**Records shown:**
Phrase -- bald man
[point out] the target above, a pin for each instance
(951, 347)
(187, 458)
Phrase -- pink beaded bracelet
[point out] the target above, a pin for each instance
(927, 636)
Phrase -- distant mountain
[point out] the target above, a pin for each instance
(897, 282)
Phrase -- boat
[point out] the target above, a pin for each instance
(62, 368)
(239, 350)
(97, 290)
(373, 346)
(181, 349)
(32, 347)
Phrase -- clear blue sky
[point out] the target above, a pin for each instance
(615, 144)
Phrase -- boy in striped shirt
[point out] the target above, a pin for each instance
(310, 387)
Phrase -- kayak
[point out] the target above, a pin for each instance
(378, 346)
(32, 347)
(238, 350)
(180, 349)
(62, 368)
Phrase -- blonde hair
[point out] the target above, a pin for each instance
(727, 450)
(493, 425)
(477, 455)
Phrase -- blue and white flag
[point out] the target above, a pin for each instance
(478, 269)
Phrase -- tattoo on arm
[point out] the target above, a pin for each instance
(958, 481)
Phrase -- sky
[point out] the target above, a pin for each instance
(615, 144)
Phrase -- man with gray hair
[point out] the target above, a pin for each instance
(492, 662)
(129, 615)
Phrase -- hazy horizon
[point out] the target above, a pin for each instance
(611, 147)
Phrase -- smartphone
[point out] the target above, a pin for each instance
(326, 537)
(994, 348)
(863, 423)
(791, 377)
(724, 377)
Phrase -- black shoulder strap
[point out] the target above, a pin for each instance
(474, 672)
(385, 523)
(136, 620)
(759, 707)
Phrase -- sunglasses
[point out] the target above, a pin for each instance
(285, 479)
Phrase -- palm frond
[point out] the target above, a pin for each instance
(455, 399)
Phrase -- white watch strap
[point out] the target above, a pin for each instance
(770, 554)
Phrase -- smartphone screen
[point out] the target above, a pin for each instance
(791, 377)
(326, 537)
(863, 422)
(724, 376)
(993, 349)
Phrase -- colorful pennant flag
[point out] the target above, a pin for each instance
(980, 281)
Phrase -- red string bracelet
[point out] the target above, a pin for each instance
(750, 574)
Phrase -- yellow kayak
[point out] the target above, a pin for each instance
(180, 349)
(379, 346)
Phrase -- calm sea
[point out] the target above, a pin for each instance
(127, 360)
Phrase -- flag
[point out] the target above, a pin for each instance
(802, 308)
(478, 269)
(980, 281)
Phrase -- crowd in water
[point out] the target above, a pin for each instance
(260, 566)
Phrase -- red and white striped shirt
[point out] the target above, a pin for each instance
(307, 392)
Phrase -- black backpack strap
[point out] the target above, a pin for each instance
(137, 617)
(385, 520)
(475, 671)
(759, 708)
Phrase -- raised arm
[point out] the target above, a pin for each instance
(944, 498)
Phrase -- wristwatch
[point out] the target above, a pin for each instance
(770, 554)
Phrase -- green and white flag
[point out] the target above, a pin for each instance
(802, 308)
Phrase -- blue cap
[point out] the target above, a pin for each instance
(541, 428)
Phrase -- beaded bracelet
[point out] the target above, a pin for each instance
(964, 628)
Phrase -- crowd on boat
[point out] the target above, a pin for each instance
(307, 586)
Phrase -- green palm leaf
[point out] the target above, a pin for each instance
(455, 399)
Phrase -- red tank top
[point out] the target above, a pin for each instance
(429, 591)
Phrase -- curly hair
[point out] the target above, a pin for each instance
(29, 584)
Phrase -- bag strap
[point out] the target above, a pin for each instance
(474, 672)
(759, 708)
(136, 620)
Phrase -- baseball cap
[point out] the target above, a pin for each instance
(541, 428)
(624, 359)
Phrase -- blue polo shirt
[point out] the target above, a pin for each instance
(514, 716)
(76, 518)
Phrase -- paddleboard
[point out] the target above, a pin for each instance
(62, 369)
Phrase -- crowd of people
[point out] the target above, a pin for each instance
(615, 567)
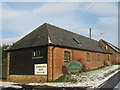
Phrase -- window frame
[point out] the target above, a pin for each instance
(65, 53)
(88, 56)
(37, 53)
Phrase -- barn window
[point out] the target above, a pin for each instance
(66, 56)
(37, 54)
(88, 56)
(98, 57)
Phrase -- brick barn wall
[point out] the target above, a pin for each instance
(75, 55)
(115, 58)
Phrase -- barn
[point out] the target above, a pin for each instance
(115, 58)
(42, 55)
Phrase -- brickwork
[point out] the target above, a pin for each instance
(57, 66)
(75, 55)
(115, 58)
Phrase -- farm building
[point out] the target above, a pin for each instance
(115, 58)
(43, 54)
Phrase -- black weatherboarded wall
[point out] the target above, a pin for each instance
(21, 62)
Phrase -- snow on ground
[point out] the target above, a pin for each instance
(9, 84)
(86, 79)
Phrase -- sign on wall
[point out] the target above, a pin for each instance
(40, 69)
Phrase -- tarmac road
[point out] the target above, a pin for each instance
(111, 83)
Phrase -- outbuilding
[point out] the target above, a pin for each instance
(43, 54)
(115, 58)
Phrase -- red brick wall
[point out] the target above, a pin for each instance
(115, 58)
(75, 55)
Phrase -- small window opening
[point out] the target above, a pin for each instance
(66, 56)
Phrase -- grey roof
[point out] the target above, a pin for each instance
(112, 46)
(46, 34)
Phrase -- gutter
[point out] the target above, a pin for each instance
(53, 62)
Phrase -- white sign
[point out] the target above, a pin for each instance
(40, 69)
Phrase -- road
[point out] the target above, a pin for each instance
(111, 82)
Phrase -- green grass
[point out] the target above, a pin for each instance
(68, 78)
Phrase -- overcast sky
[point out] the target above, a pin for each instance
(20, 18)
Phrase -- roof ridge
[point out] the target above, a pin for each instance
(70, 31)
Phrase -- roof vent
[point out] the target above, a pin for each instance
(76, 40)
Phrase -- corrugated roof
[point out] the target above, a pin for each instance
(47, 33)
(112, 46)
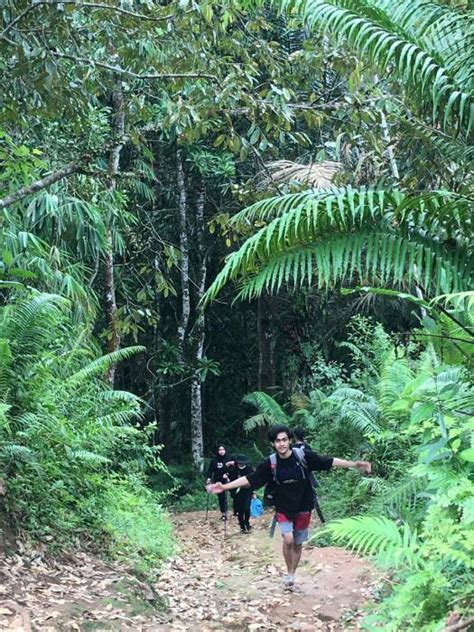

**What you should do:** Find each line in the data above that contains the word "black" and copy those lines out.

**The result:**
Phrase -- black shoulder strap
Phrase -- black backpack strap
Phrase -- black weatherboarded wall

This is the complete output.